▶ _TEXT BLOCK_:
Victims sometimes leave their homes because they are afraid an attacker will find them again. It's "absurd," she said, to expect victims to check the mail and respond to a demand.

"It isn't that [victims] are being uncooperative. They're just dealing with survival. They're trying to get out of bed, get their clothes on, get to work, get the kids to school," Archambault said.

Police should instead give victims time — and access to counseling and services that help them feel safe, experts said. After that, they are far more likely to work with law enforcement.

A woman in West Valley, Utah, said she told police she was terrified that her rapist would hunt her down again, but she received neither time nor support.

According to her case file, the woman told a patrol officer that a man she'd broken up with came to her home and raped her. He ordered her to "shut her mouth," or he would "hurt her," she told the officer. He forced her into his car. She said she eventually managed to jump out and run into a Kmart, where someone called 911.

The woman gave police an initial statement about the assault and underwent a rape exam. Ten days later, on January 27, 2009, Detective Ryan Humphrey noted that she called him. She said she was "scared to pursue charges," he wrote in the case file.

He shut down the investigation.

CNN reached the woman, who was upset to learn that her rape kit was destroyed and never tested. She called the failure to analyze it "pathetic."

Police did not offer to take steps to protect her, she said. If they had, she might have gained confidence and worked with police. She said she wishes they'd told her, "'Well, we can still help you through this.'" (She asked that her name be withheld, and CNN does not typically identify sexual assault victims.)

Humphrey, who no longer works for the department, said that in the 10 days between the woman's report and her phone call, he did not try to locate and interview the suspect or do any other work on the case.

Like investigators at other agencies, Humphrey said resources were tight, and he struggled under the weight of a heavy caseload.

He closed the investigation, he said, because he assumed that the district attorney wouldn't file charges in a case without a victim's cooperation.

As he reflected on the case, he acknowledged he could have given the woman more time by leaving the case open and trying to build trust and rapport with her. He could have done what experts said is protocol: offer her a safety plan to allay her fears, such as patrolling near her home or helping her file a restraining order.

▶ _TASKS TO CARRY OUT_:
1. Update the passage on the West Valley rape case by giving it again from "Humphrey, who no" up to and including "a victim's cooperation.", with "district attorney" replaced by "prosecutor".
2. Answer these questions using the passage on the West Valley rape case.
(a) On what date did the woman call Detective Ryan Humphrey?
(b) Where did the woman run after jumping out of the car?
(c) What word did the woman use for the failure to analyze her rape kit?
3. Please proceed with the passage on the West Valley rape case, continuing it from where it stops.

Saved data entries
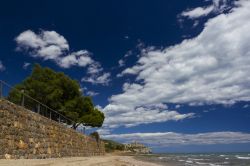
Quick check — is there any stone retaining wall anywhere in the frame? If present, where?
[0,100,105,159]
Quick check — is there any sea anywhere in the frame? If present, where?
[136,153,250,166]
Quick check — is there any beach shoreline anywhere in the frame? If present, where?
[0,154,163,166]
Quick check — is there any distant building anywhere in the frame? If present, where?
[125,141,152,154]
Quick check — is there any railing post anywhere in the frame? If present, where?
[37,103,41,114]
[0,80,3,98]
[21,90,24,107]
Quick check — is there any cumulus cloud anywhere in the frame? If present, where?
[15,30,110,84]
[23,62,30,70]
[102,130,250,147]
[81,73,111,85]
[86,91,99,96]
[15,30,69,60]
[101,0,250,127]
[0,61,5,71]
[181,0,230,19]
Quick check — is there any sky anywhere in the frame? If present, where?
[0,0,250,153]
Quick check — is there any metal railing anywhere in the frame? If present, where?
[0,80,76,132]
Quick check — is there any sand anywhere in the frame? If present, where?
[0,155,159,166]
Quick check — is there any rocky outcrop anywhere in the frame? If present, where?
[0,100,105,159]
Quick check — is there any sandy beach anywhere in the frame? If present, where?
[0,155,161,166]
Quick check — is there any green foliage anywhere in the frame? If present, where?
[90,131,100,142]
[102,140,125,152]
[8,64,105,128]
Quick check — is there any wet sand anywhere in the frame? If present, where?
[0,155,159,166]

▶ _ANSWERS GIVEN_:
1.
Humphrey, who no longer works for the department, said that in the 10 days between the woman's report and her phone call, he did not try to locate and interview the suspect or do any other work on the case.

Like investigators at other agencies, Humphrey said resources were tight, and he struggled under the weight of a heavy caseload.

He closed the investigation, he said, because he assumed that the prosecutor wouldn't file charges in a case without a victim's cooperation.

2.
(a) January 27, 2009
(b) Into a Kmart
(c) "Pathetic"

3.
He agreed that the woman could have changed her mind and re-engaged when she was ready — her right in a state that had no statute of limitations to prosecute rape at the time she reported the crime.

"Obviously, she wanted to pursue it," he said, "because she went to the hospital and had a rape exam done."

Humphrey said he did not authorize destruction of the woman's rape kit but understood that once he closed a case, the evidence would be disposed.

Her kit should have been preserved, he said. Not keeping the investigation open was "a mistake. I look back at this case and can see that...."

Destroying rape kits in open investigations

There are many obstacles to a successful rape investigation. A victim is too scared to continue working with police. A suspect claims sex was consensual. Testing a kit doesn't crack a case.

But those circumstances shouldn't necessarily end an investigation. Officers can press pause and set cases aside, then reopen them if there's a break — a victim changes his or her mind, new leads emerge, technology improves and evidence can be retested.

Yet CNN identified 17 departments that destroyed a combined 92 kits in sex crimes investigations that police described as open or in other terms that mean the same thing, such as inactive or suspended.

In Idaho, Coeur d'Alene Police Chief Lee White acknowledged that his department discarded rape kits in cases marked inactive.

"Sometimes," he said, "it appears we were too quick at the trigger to dispose."

In Farmington, New Mexico, police reported destroying kits in at least eight cases labeled inactive. Chief Steve Hebbe reviewed those cases and said the kits should not have been trashed. He then ordered a major change.

"We will not destroy sexual assault kits," he said. "We're not going to destroy them until after the statute of limitations is out." The chief also said he made sure his officers received fresh training in sex crimes investigations.

Proper training includes an understanding of what DNA testing can do — even when suspects claim sex was consensual. In several departments, CNN found officers failed to test kits in so-called consent cases because they believed testing would only demonstrate that sex occurred, not whether a crime occurred.

That's short-sighted, experts said. A DNA profile of the suspect in a consent case could match a DNA profile of an unidentified attacker in another rape, connecting those crimes and helping to solve them both. The testing of the backlog in Wayne County, Michigan, has linked kits in "consent" cases to suspects in other sexual assaults, said prosecutor Worthy.

CNN also discovered cases in which police listed "insufficient evidence" as a reason to destroy kits that were never analyzed. Testing might have produced evidence, advancing investigations while there was still time to prosecute.

Even a tested kit that fails to yield DNA evidence during an initial analysis should be preserved, forensic experts said, because testing technology is constantly improving. DNA that couldn't be detected just a few years ago can sometimes be recovered today.

Blake Nakamura, the chief deputy prosecutor in Utah's Salt Lake County, said he came to understand the importance of preserving evidence in sex crimes cases years ago.

Nakamura has been on both sides in the courtroom. As a private defense attorney, he successfully defended a man accused of sexually abusing a child by blocking the admission of evidence. When he became a prosecutor, he wanted to be able to admit all evidence and knew he had to protect rape kits from destruction.

So in 2011, he sent a memo to police departments in his county, notifying them to keep all evidence in sex offense cases. At least two failed to follow his directive: Salt Lake City and West Valley. They provided records to CNN showing they continued to destroy kits for at least a couple more years.

They also provided documentation showing why: Prosecutors in Nakamura's office approved the destruction.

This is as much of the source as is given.